QUESTIONS ON THE MATERIAL
- 1) Decide whether each statement agrees with the blog post on COVID and children: (a) The Food and Drug Administration granted emergency use authorization for a saliva-based coronavirus test. (b) The saliva-based test was developed by researchers at Harvard University. (c) Health officials reported 1,220 new deaths on Saturday. For each, answer yes or no and quote the words of the post that decide it.
- 2) Using the blog post on COVID and children, answer each question on its own line:
(a) In which Los Angeles neighborhood was the student in the photo caption following her remote class?
(b) How many new infections did health officials report on Saturday?
(c) According to CDC data, which age range tests positive for the coronavirus at higher rates than any other age group?
- 3) Carry on the blog post on COVID and children from its last sentence.

SELECTED TEXT
________________
Ruminations

Blog dedicated primarily to randomly selected news items; comments reflecting personal perceptions

Monday, August 17, 2020

"Recent evidence suggests that children likely have the same or higher viral loads in their nasopharynx compared with adults and that children can spread the virus effectively in households and camp settings."                                                      "This [closing schools early in the pandemic] may explain the low incidence in children compared with adults. Comparing trends in pediatric infections before and after the return to in-person school and other activities may provide additional understanding about infections in children."                                                               Centers for Disease Control and Prevention updated COVID guidance

COVID kids
East College Prep High School senior Jocelyn Hernandez follows a remote Advanced Placement (AP) Calculus class while sitting in a community garden near her home, August 14, 2020 in the Boyle Heights neighborhood of Los Angeles, Calif. (Robyn Beck/AFP/Getty Images)

Since the global pandemic struck the United States in early spring, numbers and rates of  coronavirus cases have risen markedly in children. It had been generally accepted viewing the results of infections that children were spared the worst symptoms that COVID-19 could raise, and they were being infected at substantially lower numbers than older people of all age ranges in the general population. That initial impression has since undergone a profound adjustment.

As a new school year approaches, after the precipitate shutdown of schools with the first wave of COVID, a growing awareness of the risk that young people and their families face is striking alarm. Emergency use authorization was granted for a saliva-based coronavirus test by the Food and Drug Administration. The test, developed by Yale University researchers, is recognized as a route to reducing turnaround commercial laboratory times.

Over one thousand coronavirus-related deaths are being reported daily in the United States, with health officials reporting 1,220 new deaths and 57,120 new infections on Saturday alone. The rosy confidence relating to children's low infection rate and non-threatening symptoms related to COVID that originally reassured the medical community and parents, is now recognized as a factor linked to the first-wave action of school closings.

CDC warns US coronavirus death toll may reach 200K in weeks

That, and other public health measures such as social distancing certainly may have contributed to the low rates seen early on of coronavirus infection during the early days of the pandemic. Now, it is known that children between ages five and 17 test positive for the coronavirus at higher rates than any other age group, in accordance with CDC data; positive rates seen to be exceeding ten percent in public and private lab tests.
________________
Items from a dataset
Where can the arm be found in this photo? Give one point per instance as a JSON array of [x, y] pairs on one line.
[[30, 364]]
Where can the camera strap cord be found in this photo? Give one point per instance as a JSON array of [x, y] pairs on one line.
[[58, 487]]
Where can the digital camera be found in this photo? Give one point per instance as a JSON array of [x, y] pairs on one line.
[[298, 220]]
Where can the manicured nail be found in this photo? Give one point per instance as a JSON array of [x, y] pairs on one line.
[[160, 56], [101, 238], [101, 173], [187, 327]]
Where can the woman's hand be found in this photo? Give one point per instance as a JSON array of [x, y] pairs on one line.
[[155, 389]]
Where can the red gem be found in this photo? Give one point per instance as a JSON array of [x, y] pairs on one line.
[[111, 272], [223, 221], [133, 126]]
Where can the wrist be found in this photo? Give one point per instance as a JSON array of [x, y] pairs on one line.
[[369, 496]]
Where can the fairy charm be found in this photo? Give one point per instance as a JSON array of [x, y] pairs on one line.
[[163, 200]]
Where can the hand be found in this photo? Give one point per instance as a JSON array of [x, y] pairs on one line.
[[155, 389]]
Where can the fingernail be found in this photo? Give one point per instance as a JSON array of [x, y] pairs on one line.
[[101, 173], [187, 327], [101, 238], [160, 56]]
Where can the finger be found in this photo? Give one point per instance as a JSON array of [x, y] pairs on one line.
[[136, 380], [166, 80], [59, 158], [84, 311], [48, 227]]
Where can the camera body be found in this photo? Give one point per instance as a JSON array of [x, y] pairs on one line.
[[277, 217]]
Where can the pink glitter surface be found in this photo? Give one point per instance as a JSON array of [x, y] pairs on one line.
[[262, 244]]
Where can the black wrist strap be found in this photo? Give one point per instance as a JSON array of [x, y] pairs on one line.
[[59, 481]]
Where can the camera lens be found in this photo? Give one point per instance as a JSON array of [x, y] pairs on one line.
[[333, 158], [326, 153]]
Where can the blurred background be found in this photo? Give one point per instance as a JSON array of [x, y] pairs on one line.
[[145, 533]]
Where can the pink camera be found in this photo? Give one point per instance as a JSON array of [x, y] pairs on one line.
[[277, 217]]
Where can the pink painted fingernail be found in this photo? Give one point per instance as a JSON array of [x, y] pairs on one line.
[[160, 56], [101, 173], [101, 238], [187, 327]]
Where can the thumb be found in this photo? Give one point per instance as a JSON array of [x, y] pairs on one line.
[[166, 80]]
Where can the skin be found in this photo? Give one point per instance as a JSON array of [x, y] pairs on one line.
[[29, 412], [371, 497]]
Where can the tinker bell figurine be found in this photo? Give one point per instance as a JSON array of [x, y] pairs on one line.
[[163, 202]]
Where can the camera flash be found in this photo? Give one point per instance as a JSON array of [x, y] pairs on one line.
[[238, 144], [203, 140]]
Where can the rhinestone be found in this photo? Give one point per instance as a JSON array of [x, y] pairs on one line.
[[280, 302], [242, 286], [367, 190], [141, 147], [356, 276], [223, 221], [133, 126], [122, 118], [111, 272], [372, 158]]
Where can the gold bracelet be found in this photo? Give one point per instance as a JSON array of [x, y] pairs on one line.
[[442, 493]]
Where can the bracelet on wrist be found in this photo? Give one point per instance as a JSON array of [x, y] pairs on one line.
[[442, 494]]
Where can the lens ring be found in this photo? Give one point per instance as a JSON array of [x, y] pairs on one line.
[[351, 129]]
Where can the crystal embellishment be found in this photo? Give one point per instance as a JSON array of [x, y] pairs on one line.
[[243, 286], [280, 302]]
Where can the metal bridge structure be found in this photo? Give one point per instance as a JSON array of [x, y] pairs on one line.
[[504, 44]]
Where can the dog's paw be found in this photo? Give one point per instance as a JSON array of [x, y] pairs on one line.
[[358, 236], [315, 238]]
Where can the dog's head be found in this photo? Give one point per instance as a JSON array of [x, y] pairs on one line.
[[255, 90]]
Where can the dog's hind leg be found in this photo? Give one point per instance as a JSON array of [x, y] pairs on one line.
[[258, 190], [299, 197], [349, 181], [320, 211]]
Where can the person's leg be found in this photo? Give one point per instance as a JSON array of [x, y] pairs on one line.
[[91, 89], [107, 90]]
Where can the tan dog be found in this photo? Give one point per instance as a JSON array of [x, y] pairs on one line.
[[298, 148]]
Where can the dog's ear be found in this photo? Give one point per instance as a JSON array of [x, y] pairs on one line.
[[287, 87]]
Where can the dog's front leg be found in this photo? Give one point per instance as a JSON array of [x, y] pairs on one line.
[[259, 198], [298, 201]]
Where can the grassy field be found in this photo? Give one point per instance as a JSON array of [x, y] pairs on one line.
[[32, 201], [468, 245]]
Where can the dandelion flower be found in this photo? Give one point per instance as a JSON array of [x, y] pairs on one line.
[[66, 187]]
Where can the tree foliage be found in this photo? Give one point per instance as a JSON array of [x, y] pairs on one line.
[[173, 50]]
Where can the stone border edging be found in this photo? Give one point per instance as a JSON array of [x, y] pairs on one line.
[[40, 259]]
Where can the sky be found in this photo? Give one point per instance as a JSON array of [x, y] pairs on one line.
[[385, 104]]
________________
PER-TASK OUTPUTS
- 1)
(a) Yes: "Emergency use authorization was granted for a saliva-based coronavirus test by the Food and Drug Administration."
(b) No: "The test, developed by Yale University researchers"
(c) Yes: "with health officials reporting 1,220 new deaths and 57,120 new infections on Saturday alone"

- 2)
(a) Boyle Heights.
(b) 57,120.
(c) Children between ages five and 17.

- 3)
Children are recognized to experience a similar virus incubation period as do adults but are less likely by far to develop severe symptoms. On the other hand, roughly a third of children who are hospitalized for virus complications are placed in intensive care units at the same rate as are adults. With the anticipated start of the new academic year, concern turns toward new challenges that will most certainly arise.

Over 100 students and staff tested positive for the coronavirus in recent days and hundreds more were sent into quarantine in Mississippi, where return to school for in-person learning has been initiated. Cases have been reported in close to fifty percent of the schools in the state. The highest daily reported deaths in the country emanate from Mississippi, tracking by The Washington Post reveals.

How to recognize Covid-19 symptoms in children, based on pediatricians' advice

Elsewhere, virus concerns have forced officials to cancel classes or reverse plans to introduce students to reopened schools where the academic year is set to begin. On Saturday, a school district in Nebraska held back opening for a week because three staff members had tested positive. Classes have been cancelled as well in schools in Georgia and Tennessee.

In Canada, provinces are attempting variants on both in-class and remote teaching, with parents asked to inform their school boards in advance which option they prefer for their children. This, at a time when parents are bedevilled by the choices; personal attendance three days a week, remote the other two days. And of course it isn't only parents uncertain whether or not to return their children to classrooms which even under new rules will keep students in one classroom for all subjects and will mandate no more than 15 students to a class, but teachers also, concerned over an elevated risk of infection.